- **Task prompt**
Each line below needs to be returned exactly. Skip any picture.

[Saved entries]
::::

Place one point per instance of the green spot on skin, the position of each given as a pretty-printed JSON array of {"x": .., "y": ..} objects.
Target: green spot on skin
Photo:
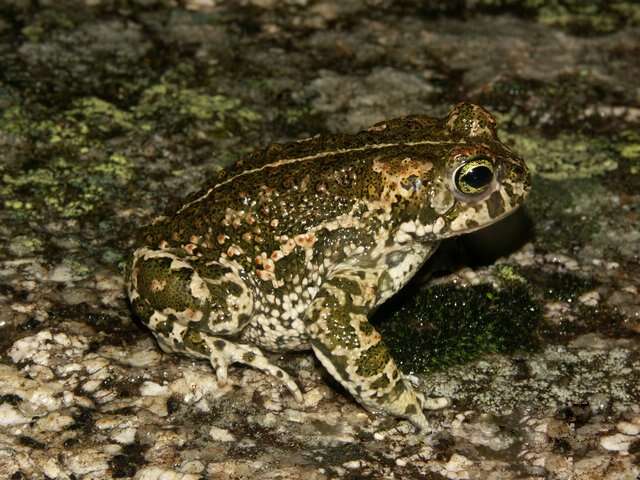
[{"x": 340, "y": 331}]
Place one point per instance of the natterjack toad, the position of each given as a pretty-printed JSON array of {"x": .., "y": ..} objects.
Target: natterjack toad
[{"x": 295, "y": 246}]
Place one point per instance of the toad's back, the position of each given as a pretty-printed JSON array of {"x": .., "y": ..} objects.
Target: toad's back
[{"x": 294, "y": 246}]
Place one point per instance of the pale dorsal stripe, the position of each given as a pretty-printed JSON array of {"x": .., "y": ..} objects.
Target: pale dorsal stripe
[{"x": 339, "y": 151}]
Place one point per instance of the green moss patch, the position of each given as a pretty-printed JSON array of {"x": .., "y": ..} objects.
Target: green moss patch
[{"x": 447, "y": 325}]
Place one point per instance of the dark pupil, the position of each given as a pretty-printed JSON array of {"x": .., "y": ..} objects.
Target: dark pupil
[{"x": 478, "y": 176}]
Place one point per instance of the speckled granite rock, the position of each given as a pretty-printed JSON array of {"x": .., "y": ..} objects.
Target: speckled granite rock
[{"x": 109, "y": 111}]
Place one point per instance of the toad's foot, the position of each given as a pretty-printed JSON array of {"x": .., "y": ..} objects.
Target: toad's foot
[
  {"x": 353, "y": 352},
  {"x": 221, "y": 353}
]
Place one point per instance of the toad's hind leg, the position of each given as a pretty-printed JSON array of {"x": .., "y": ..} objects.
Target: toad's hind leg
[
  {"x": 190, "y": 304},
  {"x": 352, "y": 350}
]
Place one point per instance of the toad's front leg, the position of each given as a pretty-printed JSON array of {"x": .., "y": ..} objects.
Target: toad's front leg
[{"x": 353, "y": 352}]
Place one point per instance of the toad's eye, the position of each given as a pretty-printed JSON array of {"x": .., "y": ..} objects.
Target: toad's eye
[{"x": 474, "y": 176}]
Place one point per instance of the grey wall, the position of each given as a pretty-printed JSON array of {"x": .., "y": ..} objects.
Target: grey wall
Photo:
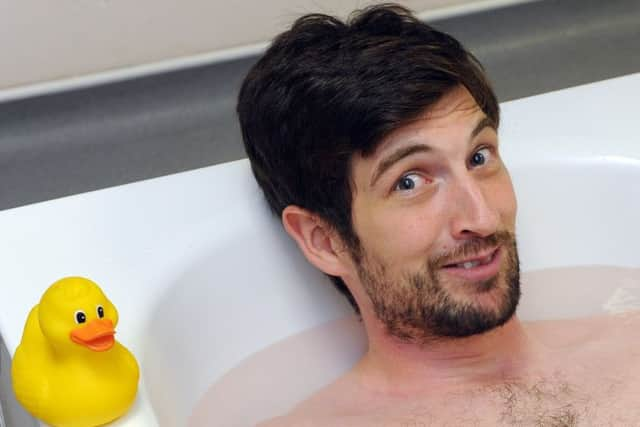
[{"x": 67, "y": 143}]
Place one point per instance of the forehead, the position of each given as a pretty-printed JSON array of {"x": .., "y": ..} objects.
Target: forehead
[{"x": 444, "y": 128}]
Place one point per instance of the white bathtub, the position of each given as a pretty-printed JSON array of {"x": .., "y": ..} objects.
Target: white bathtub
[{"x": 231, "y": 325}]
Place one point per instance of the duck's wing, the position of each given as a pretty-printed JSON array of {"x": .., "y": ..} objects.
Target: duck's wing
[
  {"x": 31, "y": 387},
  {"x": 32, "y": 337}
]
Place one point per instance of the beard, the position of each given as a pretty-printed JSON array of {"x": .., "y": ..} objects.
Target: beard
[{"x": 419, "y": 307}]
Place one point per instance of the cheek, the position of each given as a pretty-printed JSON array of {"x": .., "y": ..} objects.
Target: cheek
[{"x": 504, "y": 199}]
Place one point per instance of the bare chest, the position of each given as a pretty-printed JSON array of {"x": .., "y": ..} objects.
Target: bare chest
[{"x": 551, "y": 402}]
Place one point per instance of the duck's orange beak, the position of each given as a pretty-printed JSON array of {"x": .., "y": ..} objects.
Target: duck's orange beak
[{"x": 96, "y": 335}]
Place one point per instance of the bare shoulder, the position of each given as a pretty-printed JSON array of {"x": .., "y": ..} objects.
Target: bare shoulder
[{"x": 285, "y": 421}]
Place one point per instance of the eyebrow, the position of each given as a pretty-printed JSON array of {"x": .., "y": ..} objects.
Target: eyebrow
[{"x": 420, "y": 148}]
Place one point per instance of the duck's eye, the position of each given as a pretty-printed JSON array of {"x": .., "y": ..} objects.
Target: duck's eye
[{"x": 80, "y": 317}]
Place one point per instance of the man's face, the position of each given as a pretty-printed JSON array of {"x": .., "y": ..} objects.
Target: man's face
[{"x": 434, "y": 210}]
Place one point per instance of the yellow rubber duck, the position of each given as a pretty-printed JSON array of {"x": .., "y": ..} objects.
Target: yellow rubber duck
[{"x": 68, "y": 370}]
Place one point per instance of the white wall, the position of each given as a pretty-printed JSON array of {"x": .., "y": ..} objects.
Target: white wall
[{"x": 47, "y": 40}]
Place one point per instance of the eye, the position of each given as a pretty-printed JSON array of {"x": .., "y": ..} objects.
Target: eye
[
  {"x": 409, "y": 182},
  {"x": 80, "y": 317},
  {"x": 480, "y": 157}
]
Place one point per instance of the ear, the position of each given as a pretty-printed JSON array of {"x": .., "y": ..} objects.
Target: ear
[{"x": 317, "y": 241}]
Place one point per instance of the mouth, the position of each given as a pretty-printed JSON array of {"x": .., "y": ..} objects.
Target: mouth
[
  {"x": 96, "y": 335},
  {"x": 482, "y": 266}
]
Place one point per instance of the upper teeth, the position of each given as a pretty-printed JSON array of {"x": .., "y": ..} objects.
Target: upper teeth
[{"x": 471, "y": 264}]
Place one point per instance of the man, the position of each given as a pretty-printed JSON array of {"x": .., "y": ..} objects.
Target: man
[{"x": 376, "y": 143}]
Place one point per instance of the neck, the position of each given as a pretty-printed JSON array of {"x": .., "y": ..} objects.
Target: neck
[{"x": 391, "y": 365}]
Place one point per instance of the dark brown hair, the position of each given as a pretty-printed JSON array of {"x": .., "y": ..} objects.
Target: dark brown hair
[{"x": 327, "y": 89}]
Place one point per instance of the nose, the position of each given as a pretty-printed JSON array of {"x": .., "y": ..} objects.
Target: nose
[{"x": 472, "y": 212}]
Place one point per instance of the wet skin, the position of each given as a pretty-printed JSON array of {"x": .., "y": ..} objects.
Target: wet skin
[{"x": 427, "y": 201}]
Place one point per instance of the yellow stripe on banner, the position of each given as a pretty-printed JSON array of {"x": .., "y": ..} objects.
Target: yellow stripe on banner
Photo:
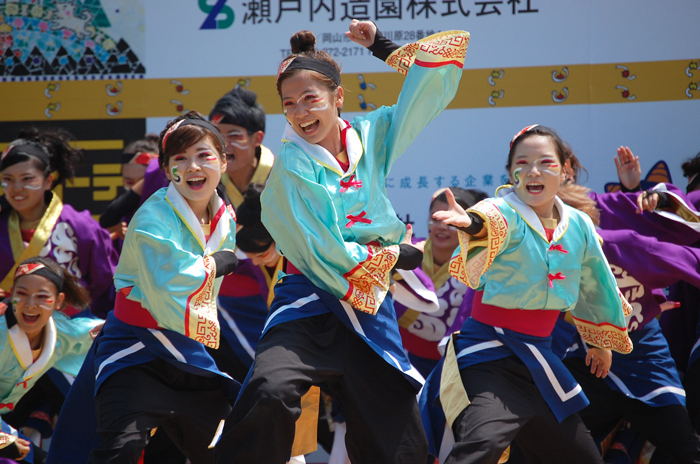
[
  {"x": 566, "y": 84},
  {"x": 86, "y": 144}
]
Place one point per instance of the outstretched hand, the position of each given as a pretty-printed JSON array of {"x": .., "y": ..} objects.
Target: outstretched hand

::::

- **Task response**
Place one point per instance of the green spot on skin, the position of each given as a pretty-printed JSON array of {"x": .., "y": ..} objects.
Target: green spot on skin
Photo:
[{"x": 340, "y": 331}]
Place one point per instance of the natterjack toad, the position of each given as a pretty-printed JSON array of {"x": .., "y": ..} objects.
Target: natterjack toad
[{"x": 295, "y": 246}]
Place one point per instance of the toad's back, the position of each given as a pretty-printed JSON array of {"x": .., "y": ..} objects.
Target: toad's back
[{"x": 294, "y": 246}]
Place one point per instance of the pale dorsal stripe, the position of each given as a pretty-printed JSON array of {"x": .., "y": ..} objects.
Target: pale dorsal stripe
[{"x": 339, "y": 151}]
Place one point per instance of the green moss patch, the position of each given as a pretty-printed JSON array of {"x": .., "y": ..} objects.
Target: green moss patch
[{"x": 447, "y": 325}]
Place one point per instance of the dark pupil, the position of each given as a pretty-printed JSON array of {"x": .., "y": ..} objects.
Target: dark pupil
[{"x": 478, "y": 176}]
Place one point per instance of the speckled granite rock, the position of each given as a pretty-printed JSON array of {"x": .., "y": ..} objects.
Target: speckled granite rock
[{"x": 109, "y": 111}]
Place one point per instance of the toad's foot, the position of each given as a pretty-printed JSON array of {"x": .., "y": ..} objects.
Target: toad's foot
[
  {"x": 353, "y": 352},
  {"x": 221, "y": 353}
]
Place one point per instance of the toad's hind leg, the position of each given as a pretty-printed JSON array of {"x": .., "y": ..} objects.
Target: toad's hind leg
[
  {"x": 190, "y": 304},
  {"x": 352, "y": 350}
]
Place one point per instance of the toad's front leg, the position of each given as a pretty-printed JSON array of {"x": .., "y": ..} objects.
Target: toad's front leg
[{"x": 353, "y": 352}]
Place one point per instance of the toad's eye, the position of each given as a pretty-printed JSON array of {"x": .., "y": ..} objects.
Target: toad's eye
[{"x": 474, "y": 176}]
Place one point per instance of the grey wall, the position of each given as a pretty-printed JSON array of {"x": .., "y": ..} objects.
Target: grey wall
Photo:
[{"x": 67, "y": 143}]
Place one point per instance of the forehead, the position of each given as a pretty-printed JSON array of {"x": .., "y": ..} objects.
Target: forehead
[{"x": 444, "y": 128}]
Place one point per instance of the white bathtub, the position of each given as a pretty-printed JSON array of {"x": .., "y": ..} objects.
Target: white bathtub
[{"x": 231, "y": 325}]
Place one point per instance of the duck's wing, the position of each given as a pretty-printed JSON array of {"x": .., "y": ..} objects.
Target: duck's wing
[
  {"x": 31, "y": 387},
  {"x": 32, "y": 337}
]
Place one point per instance of the beard, the position of each given as a pretty-printed JSON array of {"x": .., "y": ..} objects.
Target: beard
[{"x": 419, "y": 307}]
Place one point per instance of the cheek, the position of each given as a pretty-printed JSON array of {"x": .., "y": ..} objects.
Target: cheek
[{"x": 504, "y": 199}]
Place one point per instance of the bare chest, the position of each given as a pretty-printed JSON array of {"x": .., "y": ..} objects.
Target: bare chest
[{"x": 551, "y": 402}]
Place one point per instance of the duck's orange beak, the position of each given as a pretty-printed JSON array of {"x": .., "y": ..} objects.
Target: duck's orange beak
[{"x": 96, "y": 335}]
Place one point per instance of the bare shoulder, the position of each given as a pretty-printed JSON array of {"x": .., "y": ..} objects.
Target: bare shoulder
[{"x": 285, "y": 421}]
Place one point per instance of the eyebrow, the position of each given as a pretty-printed JSON array of {"x": .., "y": ..} objects.
Target: eyebrow
[{"x": 420, "y": 148}]
Place one point per instance of the duck's eye, the position of each given as a pretty-printed JSON array of {"x": .., "y": ..} objects.
Target: duck's eye
[{"x": 80, "y": 317}]
Place one point per instance of the man's face, the position of each given as a pretty-printed JSON array of {"x": .., "y": ..} objects.
Target: man's face
[{"x": 434, "y": 210}]
Place one point per instance of the yellow rubber duck, the position of each given as a pretty-printed JSON array of {"x": .., "y": ..} objects.
Target: yellow rubber duck
[{"x": 68, "y": 370}]
Place one point per instance of the white wall, the position of each given as a pretty-printed JSON array of {"x": .., "y": ..} objects.
Target: white wall
[{"x": 47, "y": 40}]
Place one point per instance of the eye, the position of each given as a pretty-printed JSON array of {"x": .., "y": ..} objects.
Target: eye
[
  {"x": 409, "y": 182},
  {"x": 80, "y": 317},
  {"x": 480, "y": 157}
]
Place one point per instance of the ear, the position of each given as a pretty-printed JSON array of {"x": .., "y": ..} objects.
Target: ear
[{"x": 317, "y": 241}]
Place one point per instance of the mouth, the position of each given as a pretty-printed JSON array of {"x": .., "y": ..} objects.
Target: mouth
[
  {"x": 96, "y": 335},
  {"x": 482, "y": 266}
]
Place one point per instance of the upper teeth, the position of each given as a pretty-printed JSON array of {"x": .., "y": ..} objects.
Target: upper teeth
[{"x": 471, "y": 264}]
Place one point per instance of the man, the position of each given as a pretty-printed JSON array of {"x": .., "y": ..} objects.
Target: man
[{"x": 376, "y": 143}]
Place one point per instance of the neck, the position of each given as a pretty-printed JSON array of {"x": .., "y": ..} objects.
Target: neck
[{"x": 391, "y": 365}]
Place one point per instance of the dark brown hair, the position of each given as a pretty-printed JSON array of {"x": .., "y": ..} objects.
Target: dark brown hair
[{"x": 327, "y": 89}]
Place one point per instance of the nose, the position of each given as a pretty-printed JSON array of {"x": .., "y": ..} objects.
Target: nose
[{"x": 472, "y": 212}]
Place one point per instance of the wet skin, the position of each given as a pretty-printed JSON array of {"x": .., "y": ..} objects.
Target: wet skin
[{"x": 427, "y": 201}]
Place one point per instance of the yellow stripe on banner, the position of each given as a pretty-printed JSON array of {"x": .., "y": ..} objects.
Target: yellow stripe on banner
Photo:
[
  {"x": 566, "y": 84},
  {"x": 86, "y": 144}
]
Place one point per instance of the outstretched hand, the position of each given as a pretty-printed JSON array of {"x": .., "y": ..} objects.
Target: outstretched hand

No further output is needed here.